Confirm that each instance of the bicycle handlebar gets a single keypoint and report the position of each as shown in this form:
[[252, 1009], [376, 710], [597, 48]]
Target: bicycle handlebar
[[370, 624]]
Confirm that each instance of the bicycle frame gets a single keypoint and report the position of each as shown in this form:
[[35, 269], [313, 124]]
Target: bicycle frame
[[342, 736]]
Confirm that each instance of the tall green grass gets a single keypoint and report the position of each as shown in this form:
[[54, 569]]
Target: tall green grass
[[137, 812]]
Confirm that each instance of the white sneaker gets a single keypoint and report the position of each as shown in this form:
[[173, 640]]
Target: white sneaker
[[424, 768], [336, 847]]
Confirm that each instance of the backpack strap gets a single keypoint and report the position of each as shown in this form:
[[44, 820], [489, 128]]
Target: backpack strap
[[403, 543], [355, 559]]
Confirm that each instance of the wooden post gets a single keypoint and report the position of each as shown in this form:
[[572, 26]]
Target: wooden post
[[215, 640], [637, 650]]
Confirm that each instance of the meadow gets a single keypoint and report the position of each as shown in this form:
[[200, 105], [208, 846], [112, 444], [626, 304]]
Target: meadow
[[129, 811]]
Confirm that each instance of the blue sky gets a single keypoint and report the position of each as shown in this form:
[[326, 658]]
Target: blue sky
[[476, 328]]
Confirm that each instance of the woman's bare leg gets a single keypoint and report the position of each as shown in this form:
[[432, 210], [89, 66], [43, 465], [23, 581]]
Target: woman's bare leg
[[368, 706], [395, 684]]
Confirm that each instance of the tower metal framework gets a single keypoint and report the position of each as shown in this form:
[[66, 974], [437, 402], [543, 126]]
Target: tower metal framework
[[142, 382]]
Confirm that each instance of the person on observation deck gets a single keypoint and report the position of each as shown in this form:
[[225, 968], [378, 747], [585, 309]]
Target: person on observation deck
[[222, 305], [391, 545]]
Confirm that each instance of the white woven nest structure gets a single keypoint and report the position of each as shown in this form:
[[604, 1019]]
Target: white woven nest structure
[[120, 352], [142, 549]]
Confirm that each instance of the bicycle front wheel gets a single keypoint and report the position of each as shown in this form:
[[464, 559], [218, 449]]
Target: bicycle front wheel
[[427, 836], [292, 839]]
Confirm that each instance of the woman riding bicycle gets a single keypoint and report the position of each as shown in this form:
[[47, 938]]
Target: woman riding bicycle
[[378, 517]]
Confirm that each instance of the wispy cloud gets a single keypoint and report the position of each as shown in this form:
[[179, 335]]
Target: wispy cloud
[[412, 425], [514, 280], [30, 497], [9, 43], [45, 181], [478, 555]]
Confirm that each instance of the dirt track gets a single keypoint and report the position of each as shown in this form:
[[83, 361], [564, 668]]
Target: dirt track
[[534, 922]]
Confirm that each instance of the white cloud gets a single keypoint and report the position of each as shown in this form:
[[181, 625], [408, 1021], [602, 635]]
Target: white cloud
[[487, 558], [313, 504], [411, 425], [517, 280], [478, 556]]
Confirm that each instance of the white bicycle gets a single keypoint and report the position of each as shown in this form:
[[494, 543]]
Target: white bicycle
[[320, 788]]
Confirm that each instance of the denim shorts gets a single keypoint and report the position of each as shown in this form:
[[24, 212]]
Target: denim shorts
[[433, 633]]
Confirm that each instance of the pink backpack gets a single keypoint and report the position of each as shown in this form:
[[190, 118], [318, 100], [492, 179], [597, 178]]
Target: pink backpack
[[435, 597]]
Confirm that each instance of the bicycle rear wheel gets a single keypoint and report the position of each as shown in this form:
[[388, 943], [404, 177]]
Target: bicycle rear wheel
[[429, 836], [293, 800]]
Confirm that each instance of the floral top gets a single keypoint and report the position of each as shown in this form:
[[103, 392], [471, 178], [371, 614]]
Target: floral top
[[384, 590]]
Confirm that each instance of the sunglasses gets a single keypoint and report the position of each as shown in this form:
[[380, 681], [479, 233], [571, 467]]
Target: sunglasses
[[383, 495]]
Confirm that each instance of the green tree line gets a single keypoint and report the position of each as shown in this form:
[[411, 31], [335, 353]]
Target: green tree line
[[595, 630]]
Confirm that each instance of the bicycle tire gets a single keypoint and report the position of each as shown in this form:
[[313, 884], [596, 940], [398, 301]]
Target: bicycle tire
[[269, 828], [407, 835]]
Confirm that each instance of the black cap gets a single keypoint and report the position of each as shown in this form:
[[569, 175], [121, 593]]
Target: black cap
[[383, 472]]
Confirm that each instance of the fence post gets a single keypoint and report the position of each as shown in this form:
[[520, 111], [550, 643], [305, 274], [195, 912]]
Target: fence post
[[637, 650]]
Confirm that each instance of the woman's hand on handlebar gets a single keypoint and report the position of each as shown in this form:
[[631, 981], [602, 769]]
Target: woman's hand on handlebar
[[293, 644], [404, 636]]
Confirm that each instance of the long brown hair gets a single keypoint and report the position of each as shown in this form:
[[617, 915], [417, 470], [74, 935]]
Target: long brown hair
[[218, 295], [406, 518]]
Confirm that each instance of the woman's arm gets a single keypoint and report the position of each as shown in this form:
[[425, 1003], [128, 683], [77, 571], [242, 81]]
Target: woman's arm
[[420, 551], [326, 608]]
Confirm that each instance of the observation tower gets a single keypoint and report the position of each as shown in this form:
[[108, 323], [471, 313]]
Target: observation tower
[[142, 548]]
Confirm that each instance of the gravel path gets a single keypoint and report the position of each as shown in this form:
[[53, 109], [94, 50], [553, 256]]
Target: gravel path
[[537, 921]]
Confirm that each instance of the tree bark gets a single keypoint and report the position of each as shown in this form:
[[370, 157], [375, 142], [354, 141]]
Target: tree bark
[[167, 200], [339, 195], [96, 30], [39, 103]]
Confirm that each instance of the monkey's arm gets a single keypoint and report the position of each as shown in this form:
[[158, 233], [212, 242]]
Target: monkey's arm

▶ What needs to be done:
Convert the rows into a JSON list of strings with one string per line, leaving out blank lines. Start at the first line of the rows and stop after the line containing "[[476, 328]]", including that line and nothing beyond it.

▶ Exercise output:
[
  "Confirm that each instance of the bicycle handlebar gets a single keypoint and report the position of each as shown in this form:",
  "[[252, 1009], [376, 710], [597, 48]]",
  "Target: bicycle handlebar",
  "[[370, 624]]",
  "Confirm that each instance of the bicycle frame gets a single keypoint and report the position of each as shown in this form:",
  "[[35, 269], [313, 124]]",
  "Target: bicycle frame",
  "[[342, 736]]",
  "Confirm that each instance of the tall green grass gets a single keypoint and report the position of each as shown in this form:",
  "[[54, 569]]",
  "Target: tall green grass",
  "[[137, 812]]",
  "Confirm that each instance of the white sneaker gets a single keypoint and report the position of each as shown in this form:",
  "[[173, 640]]",
  "Target: white sneaker",
  "[[424, 768], [336, 847]]",
  "Confirm that each instance of the backpack strap gets a single keypoint and report the position of each as shown in this form:",
  "[[44, 820], [489, 128]]",
  "Target: backpack strap",
  "[[403, 543], [355, 559]]",
  "Confirm that each instance of the wooden post gets a single keypoint and report the position of each as shown in this form:",
  "[[572, 26]]",
  "Target: wooden post",
  "[[215, 640], [637, 650]]",
  "Confirm that each instance of the meadow gets a single keypoint and report the position of each as shown in this form:",
  "[[200, 105], [208, 846], [112, 444], [626, 304]]",
  "Target: meadow",
  "[[129, 811]]",
  "Confirm that each instance of the blue sky gets a single keypoint and report the position of each as shown in this form:",
  "[[326, 658]]",
  "Target: blue sky",
  "[[476, 328]]"
]